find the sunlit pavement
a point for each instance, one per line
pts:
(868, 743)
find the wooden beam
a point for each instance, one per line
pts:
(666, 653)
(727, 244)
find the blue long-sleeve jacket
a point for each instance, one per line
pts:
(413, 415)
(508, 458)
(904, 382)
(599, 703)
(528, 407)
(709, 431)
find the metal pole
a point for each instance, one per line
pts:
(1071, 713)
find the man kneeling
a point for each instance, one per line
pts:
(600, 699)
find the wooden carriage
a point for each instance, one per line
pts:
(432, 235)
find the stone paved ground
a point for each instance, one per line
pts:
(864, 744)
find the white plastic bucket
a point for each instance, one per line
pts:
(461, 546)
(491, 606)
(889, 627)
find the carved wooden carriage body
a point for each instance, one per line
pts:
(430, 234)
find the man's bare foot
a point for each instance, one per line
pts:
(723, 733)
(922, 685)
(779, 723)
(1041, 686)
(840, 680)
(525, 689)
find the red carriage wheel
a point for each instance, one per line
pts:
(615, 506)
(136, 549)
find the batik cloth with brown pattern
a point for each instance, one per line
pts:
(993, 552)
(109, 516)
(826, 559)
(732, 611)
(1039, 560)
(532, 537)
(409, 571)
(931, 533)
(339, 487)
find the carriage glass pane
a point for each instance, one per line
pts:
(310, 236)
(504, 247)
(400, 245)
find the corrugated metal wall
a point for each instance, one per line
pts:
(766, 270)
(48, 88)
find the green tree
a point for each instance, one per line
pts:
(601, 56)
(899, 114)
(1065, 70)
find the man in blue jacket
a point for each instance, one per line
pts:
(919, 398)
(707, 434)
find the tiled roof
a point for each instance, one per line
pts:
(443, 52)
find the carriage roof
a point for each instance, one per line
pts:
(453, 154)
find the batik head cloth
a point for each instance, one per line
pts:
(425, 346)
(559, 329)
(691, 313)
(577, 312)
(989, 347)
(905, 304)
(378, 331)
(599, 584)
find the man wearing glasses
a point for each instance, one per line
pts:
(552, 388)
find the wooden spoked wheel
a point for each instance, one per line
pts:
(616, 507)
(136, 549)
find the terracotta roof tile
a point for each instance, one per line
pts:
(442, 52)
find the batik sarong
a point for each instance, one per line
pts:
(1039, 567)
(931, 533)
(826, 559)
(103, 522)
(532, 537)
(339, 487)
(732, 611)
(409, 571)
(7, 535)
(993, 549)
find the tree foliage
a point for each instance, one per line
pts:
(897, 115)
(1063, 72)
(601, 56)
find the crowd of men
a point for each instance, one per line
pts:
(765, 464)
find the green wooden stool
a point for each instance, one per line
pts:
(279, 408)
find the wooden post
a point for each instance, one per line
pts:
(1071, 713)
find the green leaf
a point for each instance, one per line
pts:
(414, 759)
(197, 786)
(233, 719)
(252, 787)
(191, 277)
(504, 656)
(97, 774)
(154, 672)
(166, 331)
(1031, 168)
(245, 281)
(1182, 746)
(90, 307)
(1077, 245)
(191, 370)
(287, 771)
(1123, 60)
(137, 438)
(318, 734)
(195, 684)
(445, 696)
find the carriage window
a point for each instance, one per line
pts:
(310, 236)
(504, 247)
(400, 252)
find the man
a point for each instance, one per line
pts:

Brief: Render the records as a JSON list of strings, one string per line, starting at the line containing "find the batik sarong" and ending at the final line of the records. Leave out blank lines.

Reply to the exercise:
[
  "find the batik sarong",
  "a point for each instance, one per line",
  "pts:",
  "(1039, 567)",
  "(931, 533)",
  "(826, 559)",
  "(103, 522)",
  "(532, 537)",
  "(339, 487)",
  "(732, 611)",
  "(409, 571)",
  "(7, 535)",
  "(993, 549)",
  "find the tree foliage",
  "a point for each instance, one per line",
  "pts:",
  "(897, 115)",
  "(1063, 72)",
  "(601, 56)",
  "find the crowd of men",
  "a point for each instance, one per line",
  "pts:",
  "(765, 464)",
  "find the green wooden stool",
  "a point for each instance, one per line",
  "pts:",
  "(279, 408)",
  "find the wooden post",
  "a point for each instance, one per line",
  "pts:",
  "(1071, 713)",
  "find the green leaf",
  "a point for each instance, one per line",
  "pts:",
  "(414, 759)",
  "(197, 786)",
  "(233, 719)",
  "(252, 787)",
  "(191, 277)",
  "(504, 656)",
  "(97, 774)",
  "(154, 672)",
  "(166, 331)",
  "(1031, 168)",
  "(245, 281)",
  "(1182, 746)",
  "(90, 307)",
  "(1077, 245)",
  "(191, 370)",
  "(287, 771)",
  "(1123, 60)",
  "(137, 438)",
  "(318, 734)",
  "(195, 684)",
  "(445, 696)",
  "find the carriage window",
  "a point for each instance, one per line",
  "pts:",
  "(310, 236)",
  "(504, 247)",
  "(400, 252)",
  "find the man",
  "a point for each instance, one per line",
  "pts:"
]